All entries must be returned precisely as they appear.

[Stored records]
Content starts

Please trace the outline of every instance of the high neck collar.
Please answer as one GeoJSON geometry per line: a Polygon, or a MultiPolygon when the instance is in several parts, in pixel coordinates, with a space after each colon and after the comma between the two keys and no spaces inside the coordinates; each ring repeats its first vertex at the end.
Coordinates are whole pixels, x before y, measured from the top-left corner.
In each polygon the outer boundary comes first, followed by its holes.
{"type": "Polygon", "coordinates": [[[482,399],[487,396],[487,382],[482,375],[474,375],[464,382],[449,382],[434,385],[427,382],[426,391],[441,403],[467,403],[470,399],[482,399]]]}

Content ends

• WRITTEN RESPONSE
Please trace the outline of every instance of the high neck collar.
Please answer as one GeoJSON geometry per line: a Polygon, or a MultiPolygon when the instance is in several parts, in pixel coordinates, with a space after each colon and after the comma between the two keys and no spaces inside the coordinates; each ring repeats its first vertex at the end.
Coordinates are whole pixels, x before y, measured from the top-left corner.
In each polygon the outer boundary comes first, followed by its holes.
{"type": "Polygon", "coordinates": [[[482,399],[487,396],[487,382],[482,375],[474,375],[464,382],[449,382],[434,385],[427,382],[426,391],[441,403],[467,403],[470,399],[482,399]]]}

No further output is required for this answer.